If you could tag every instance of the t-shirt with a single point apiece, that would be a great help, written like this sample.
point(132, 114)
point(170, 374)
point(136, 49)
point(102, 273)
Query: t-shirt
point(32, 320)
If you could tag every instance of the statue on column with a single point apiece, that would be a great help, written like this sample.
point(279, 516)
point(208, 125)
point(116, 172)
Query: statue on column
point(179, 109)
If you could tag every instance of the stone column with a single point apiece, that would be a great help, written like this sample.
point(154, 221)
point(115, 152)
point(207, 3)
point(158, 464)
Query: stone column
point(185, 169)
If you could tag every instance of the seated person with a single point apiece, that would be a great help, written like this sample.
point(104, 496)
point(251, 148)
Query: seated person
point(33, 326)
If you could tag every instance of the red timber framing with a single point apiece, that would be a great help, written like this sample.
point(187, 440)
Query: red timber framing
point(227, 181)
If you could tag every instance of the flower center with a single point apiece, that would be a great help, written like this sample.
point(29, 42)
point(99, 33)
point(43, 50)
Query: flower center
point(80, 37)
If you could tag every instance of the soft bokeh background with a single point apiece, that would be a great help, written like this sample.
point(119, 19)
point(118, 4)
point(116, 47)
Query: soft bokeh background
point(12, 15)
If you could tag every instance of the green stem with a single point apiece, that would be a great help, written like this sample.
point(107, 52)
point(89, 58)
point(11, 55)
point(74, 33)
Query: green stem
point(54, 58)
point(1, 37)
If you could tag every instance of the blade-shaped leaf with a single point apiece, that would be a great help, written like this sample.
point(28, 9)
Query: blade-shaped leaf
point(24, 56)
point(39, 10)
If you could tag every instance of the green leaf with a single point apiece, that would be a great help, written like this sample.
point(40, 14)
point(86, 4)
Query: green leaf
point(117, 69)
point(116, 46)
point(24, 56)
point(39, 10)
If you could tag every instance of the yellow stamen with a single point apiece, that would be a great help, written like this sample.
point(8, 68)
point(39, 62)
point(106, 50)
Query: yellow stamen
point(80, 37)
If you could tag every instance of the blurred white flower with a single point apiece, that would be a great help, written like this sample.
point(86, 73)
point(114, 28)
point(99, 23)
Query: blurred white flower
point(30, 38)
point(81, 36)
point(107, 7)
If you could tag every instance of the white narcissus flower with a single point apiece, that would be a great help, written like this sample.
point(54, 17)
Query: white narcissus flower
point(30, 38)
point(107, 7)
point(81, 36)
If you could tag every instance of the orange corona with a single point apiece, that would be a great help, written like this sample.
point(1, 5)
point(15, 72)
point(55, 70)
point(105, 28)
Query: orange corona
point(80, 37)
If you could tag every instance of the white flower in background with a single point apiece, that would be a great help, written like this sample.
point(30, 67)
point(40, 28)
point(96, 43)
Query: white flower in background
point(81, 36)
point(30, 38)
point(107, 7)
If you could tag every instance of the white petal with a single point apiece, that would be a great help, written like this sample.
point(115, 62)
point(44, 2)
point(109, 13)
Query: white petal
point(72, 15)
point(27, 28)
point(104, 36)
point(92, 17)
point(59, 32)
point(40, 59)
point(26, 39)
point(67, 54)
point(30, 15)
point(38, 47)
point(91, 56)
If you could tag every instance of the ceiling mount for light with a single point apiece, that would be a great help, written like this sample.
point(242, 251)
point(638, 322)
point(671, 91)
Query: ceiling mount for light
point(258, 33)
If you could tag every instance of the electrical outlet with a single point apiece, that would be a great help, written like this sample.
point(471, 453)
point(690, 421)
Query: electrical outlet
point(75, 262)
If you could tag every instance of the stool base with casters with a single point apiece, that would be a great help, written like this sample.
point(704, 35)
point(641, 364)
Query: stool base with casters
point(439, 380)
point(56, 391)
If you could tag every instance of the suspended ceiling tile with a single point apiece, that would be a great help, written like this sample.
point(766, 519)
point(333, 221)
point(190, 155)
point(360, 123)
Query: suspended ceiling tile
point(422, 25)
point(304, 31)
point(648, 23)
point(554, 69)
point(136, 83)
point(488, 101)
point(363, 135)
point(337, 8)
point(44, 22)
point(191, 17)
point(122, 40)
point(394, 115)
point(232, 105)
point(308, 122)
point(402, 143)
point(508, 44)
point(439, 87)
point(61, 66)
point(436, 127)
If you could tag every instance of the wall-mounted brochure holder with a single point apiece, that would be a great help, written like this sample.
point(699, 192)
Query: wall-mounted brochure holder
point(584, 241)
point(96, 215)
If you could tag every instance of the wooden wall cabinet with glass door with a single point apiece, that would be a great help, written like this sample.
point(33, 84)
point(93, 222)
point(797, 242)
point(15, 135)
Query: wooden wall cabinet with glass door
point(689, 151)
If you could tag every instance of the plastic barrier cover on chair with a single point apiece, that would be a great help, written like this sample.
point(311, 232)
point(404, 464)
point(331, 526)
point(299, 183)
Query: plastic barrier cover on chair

● Aim
Format the lines of all the records above as a numbered list, leaving out any blank lines.

● Answer to the task
1. If you could tag every instance of the t-shirt with a single point apiece, that would be a great help, written like this sample.
2. point(132, 114)
3. point(170, 374)
4. point(136, 49)
5. point(102, 273)
6. Query: t-shirt
7. point(32, 320)
8. If you could tag every instance of the statue on column with a single point apiece, that would be a great help, written like this sample.
9. point(279, 516)
10. point(208, 125)
11. point(116, 172)
12. Query: statue on column
13. point(179, 109)
14. If you could tag every instance of the stone column with a single point apiece, that would be a great help, written like this sample.
15. point(154, 221)
16. point(115, 152)
17. point(207, 3)
18. point(158, 464)
19. Query: stone column
20. point(185, 169)
21. If you could tag every instance of the seated person with a single point apiece, that would be a great help, written like this sample.
22. point(104, 496)
23. point(251, 148)
24. Query: seated person
25. point(33, 326)
26. If you could tag every instance of the red timber framing with a single point apiece, that would be a great help, written like this sample.
27. point(187, 440)
28. Query: red timber framing
29. point(227, 181)
30. If you could tag every instance of the flower center with a single point apiece, that would be a great help, written like this sample.
31. point(29, 42)
32. point(99, 33)
33. point(43, 50)
34. Query: flower center
35. point(80, 37)
36. If you could tag every instance of the soft bokeh background with a single point apiece, that would be a great help, written like this sample.
37. point(119, 19)
38. point(118, 4)
39. point(116, 47)
40. Query: soft bokeh background
41. point(12, 15)
42. If you could tag every instance of the green stem with a single point apiece, that would be a great help, written like this sample.
43. point(107, 52)
44. point(89, 58)
45. point(11, 55)
46. point(74, 33)
47. Query: green stem
48. point(54, 58)
49. point(1, 37)
50. If you could tag every instance of the blade-shaped leaf with a single point apiece, that would be a great help, written like this sample.
51. point(28, 9)
52. Query: blade-shaped leaf
53. point(24, 56)
54. point(39, 10)
55. If you could tag every instance of the green leaf with a single point apiece, that would be a great help, written like this sample.
56. point(40, 14)
57. point(86, 4)
58. Query: green leaf
59. point(117, 69)
60. point(116, 46)
61. point(24, 56)
62. point(39, 10)
63. If you could tag every instance of the yellow stamen with a single point apiece, that would be a great help, written like this sample.
64. point(8, 68)
65. point(39, 62)
66. point(106, 50)
67. Query: yellow stamen
68. point(80, 37)
69. If you could tag every instance of the blurred white flower with a single point apiece, that would be a great help, written like this sample.
70. point(86, 73)
71. point(114, 28)
72. point(99, 23)
73. Query: blurred white flower
74. point(30, 38)
75. point(81, 36)
76. point(107, 7)
77. If you could tag every instance of the white narcissus flower with a single point apiece, that would be a great help, written like this sample.
78. point(54, 17)
79. Query: white narcissus flower
80. point(30, 38)
81. point(107, 7)
82. point(81, 36)
83. If you could tag every instance of the orange corona with a single point apiece, that would be a great help, written like this sample.
84. point(1, 5)
85. point(15, 72)
86. point(55, 70)
87. point(105, 28)
88. Query: orange corona
89. point(80, 37)
90. If you could tag every instance of the white flower in background with a single point apiece, that would be a great help, written like this sample.
91. point(30, 67)
92. point(40, 28)
93. point(96, 43)
94. Query: white flower in background
95. point(81, 36)
96. point(30, 38)
97. point(107, 7)
98. If you could tag every instance of the white petal with a single point apiece, that would be a great help, written like this sample.
99. point(115, 62)
100. point(44, 2)
101. point(109, 13)
102. Query: white petal
103. point(72, 15)
104. point(27, 28)
105. point(104, 36)
106. point(92, 17)
107. point(59, 32)
108. point(40, 59)
109. point(26, 39)
110. point(67, 54)
111. point(30, 15)
112. point(38, 47)
113. point(91, 56)
114. If you could tag every instance of the ceiling mount for light with a single point apiece, that would be a great help, written like this sample.
115. point(242, 251)
116. point(638, 322)
117. point(671, 91)
118. Query: ceiling mount for light
119. point(258, 33)
120. If you could tag every instance of the electrical outlet with a single point apiece, that would be a great help, written like this sample.
121. point(471, 453)
122. point(690, 421)
123. Query: electrical outlet
124. point(75, 262)
125. If you could tag every instance of the stool base with casters with a single point apiece, that would be a great help, written like this sample.
126. point(704, 35)
127. point(641, 364)
128. Query: stool base with casters
129. point(439, 380)
130. point(56, 391)
131. If you could tag every instance of the suspended ceiling tile with a single point apiece, that would be a great help, written like this sample.
132. point(766, 519)
133. point(333, 221)
134. point(190, 155)
135. point(360, 123)
136. Query: suspended ceiling tile
137. point(422, 25)
138. point(304, 31)
139. point(648, 23)
140. point(554, 69)
141. point(136, 83)
142. point(488, 101)
143. point(363, 135)
144. point(337, 8)
145. point(44, 22)
146. point(191, 17)
147. point(122, 40)
148. point(394, 115)
149. point(232, 105)
150. point(308, 122)
151. point(402, 143)
152. point(508, 44)
153. point(439, 87)
154. point(61, 66)
155. point(436, 127)
156. If you could tag every instance of the wall-mounted brochure holder with a single point apiece, that would be a great help, written like this sample.
157. point(699, 192)
158. Query: wall-mounted brochure holder
159. point(584, 241)
160. point(96, 215)
161. If you could tag every instance of the wooden wall cabinet with glass door with a single point apiece, that would be a great help, written like this sample.
162. point(33, 84)
163. point(93, 222)
164. point(797, 242)
165. point(15, 135)
166. Query: wooden wall cabinet with glass door
167. point(689, 151)
168. If you could tag every instance of the plastic barrier cover on chair with a single point apiece, that would be a great help, written like this sample.
169. point(311, 232)
170. point(404, 464)
171. point(331, 526)
172. point(299, 183)
173. Query: plastic barrier cover on chair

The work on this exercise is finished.